*What the task asks*:
Update the lines from the first one through the line that contains "(880, 1047)", inclusive, by replacing "Need" with "Requirement" and keeping everything else the same.

[Extracted data entries]
★ ★ ★ ★ ★ ★ ★
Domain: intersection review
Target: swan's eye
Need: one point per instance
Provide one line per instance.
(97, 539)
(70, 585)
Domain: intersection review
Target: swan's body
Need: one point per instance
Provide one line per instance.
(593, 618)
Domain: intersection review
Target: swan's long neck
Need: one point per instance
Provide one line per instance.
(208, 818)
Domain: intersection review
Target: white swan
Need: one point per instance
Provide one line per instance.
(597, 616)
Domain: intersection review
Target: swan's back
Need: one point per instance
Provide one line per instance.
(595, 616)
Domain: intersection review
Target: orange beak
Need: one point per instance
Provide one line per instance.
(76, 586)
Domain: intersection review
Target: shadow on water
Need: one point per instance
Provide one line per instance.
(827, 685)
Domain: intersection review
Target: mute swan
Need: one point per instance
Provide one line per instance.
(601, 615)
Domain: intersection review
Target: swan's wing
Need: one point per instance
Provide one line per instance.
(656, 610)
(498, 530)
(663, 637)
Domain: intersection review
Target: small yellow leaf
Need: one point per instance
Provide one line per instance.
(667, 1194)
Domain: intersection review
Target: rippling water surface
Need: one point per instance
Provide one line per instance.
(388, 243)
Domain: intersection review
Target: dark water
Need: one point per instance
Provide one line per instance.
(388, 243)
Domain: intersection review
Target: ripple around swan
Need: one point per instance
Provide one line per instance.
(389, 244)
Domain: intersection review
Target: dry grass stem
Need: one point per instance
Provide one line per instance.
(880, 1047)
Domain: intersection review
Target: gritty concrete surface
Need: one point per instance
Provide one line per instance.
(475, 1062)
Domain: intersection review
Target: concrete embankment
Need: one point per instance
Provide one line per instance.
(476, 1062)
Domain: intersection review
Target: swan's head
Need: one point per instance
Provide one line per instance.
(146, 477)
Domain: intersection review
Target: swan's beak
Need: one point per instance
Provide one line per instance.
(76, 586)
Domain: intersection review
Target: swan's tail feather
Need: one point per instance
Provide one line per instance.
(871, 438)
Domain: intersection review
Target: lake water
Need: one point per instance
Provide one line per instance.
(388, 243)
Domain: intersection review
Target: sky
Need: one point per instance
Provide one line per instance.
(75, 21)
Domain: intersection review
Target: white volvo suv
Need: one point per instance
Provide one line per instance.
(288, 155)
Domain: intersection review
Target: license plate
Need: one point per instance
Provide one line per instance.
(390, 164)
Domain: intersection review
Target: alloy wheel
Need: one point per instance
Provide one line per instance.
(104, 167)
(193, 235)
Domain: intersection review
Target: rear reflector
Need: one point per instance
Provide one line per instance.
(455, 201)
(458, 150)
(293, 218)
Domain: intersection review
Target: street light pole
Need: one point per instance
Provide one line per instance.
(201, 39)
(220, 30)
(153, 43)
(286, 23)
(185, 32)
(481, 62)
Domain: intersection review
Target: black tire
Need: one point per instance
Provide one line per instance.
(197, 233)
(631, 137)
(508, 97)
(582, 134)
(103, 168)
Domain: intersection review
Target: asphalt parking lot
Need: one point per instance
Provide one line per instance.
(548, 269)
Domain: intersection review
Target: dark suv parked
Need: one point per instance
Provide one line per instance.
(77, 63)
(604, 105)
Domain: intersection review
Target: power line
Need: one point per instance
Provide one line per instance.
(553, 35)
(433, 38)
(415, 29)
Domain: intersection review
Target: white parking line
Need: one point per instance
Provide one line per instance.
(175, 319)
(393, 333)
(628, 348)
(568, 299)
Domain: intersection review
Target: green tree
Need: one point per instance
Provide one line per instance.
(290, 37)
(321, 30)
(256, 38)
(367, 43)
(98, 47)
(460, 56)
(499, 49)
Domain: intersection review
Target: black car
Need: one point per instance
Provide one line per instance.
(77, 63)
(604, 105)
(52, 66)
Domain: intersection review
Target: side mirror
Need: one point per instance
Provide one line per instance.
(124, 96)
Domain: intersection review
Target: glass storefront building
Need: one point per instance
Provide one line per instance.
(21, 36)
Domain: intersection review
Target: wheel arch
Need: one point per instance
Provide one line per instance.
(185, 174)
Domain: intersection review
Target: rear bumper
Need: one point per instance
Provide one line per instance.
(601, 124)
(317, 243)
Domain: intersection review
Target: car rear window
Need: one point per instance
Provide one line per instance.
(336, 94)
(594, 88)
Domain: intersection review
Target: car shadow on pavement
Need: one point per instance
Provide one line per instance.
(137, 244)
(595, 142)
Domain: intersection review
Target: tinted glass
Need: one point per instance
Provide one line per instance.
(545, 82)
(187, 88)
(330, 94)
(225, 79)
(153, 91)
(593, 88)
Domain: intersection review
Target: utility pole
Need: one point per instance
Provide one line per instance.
★ ★ ★ ★ ★ ★ ★
*Output for this exercise*:
Domain: intersection review
Target: swan's eye
Requirement: one point per instance
Provide one line per instance.
(97, 539)
(70, 585)
Domain: intersection review
Target: swan's body
Requirement: one point per instance
Provide one line per instance.
(593, 618)
Domain: intersection review
Target: swan's long neck
Requirement: one point per instance
Provide one line per instance.
(208, 818)
Domain: intersection review
Target: white swan
Requirement: one point per instance
Provide one line per instance.
(597, 616)
Domain: intersection review
Target: swan's back
Requirement: one point per instance
Provide one line per instance.
(595, 616)
Domain: intersection review
Target: orange beak
Requirement: one point per instance
Provide one line per instance.
(76, 586)
Domain: intersection review
Target: shadow on water
Requirement: one point per instance
Provide one line per instance.
(827, 685)
Domain: intersection review
Target: mute swan
Requirement: one point per instance
Provide one line per instance.
(601, 615)
Domain: intersection review
Target: swan's wing
Requirement: one point per instance
Provide one line per instance.
(656, 610)
(498, 530)
(663, 637)
Domain: intersection review
Target: small yellow leaf
Requirement: one point per instance
Provide one line per instance.
(667, 1194)
Domain: intersection review
Target: rippling water surface
Requirement: one point per instance
Provide one line per instance.
(388, 243)
Domain: intersection review
Target: dark water
Requirement: one point per instance
Provide one line per instance.
(388, 243)
Domain: intersection review
Target: ripple around swan
Requirement: one point per instance
Provide one line per instance.
(389, 244)
Domain: intersection review
Target: dry grass stem
Requirement: one point per instance
Provide one line per instance.
(880, 1047)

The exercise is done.